### THE DATA

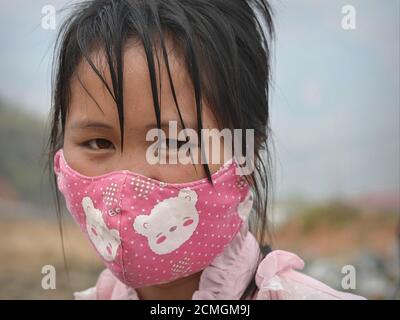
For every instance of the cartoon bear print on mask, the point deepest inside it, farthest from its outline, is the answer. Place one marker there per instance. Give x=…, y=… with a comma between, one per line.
x=104, y=239
x=170, y=223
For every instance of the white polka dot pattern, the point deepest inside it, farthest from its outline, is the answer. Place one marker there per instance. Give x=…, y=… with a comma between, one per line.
x=149, y=232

######

● **YOUR OBJECTIVE**
Each line above should be written out again unchanged; no images are to be carried over.

● **TASK OUTPUT**
For every instance of the cartoon bear print on mask, the point deepest inside it, farthest from its outline, is the answer. Place one marker there per instance. Give x=…, y=… with a comma between, one per line.
x=104, y=239
x=170, y=223
For every instance of the white polka dot pattern, the point deepest inside it, farthest from its outline, is the answer. Place one marker there per instance. Give x=…, y=… with a comma between, one per line.
x=149, y=232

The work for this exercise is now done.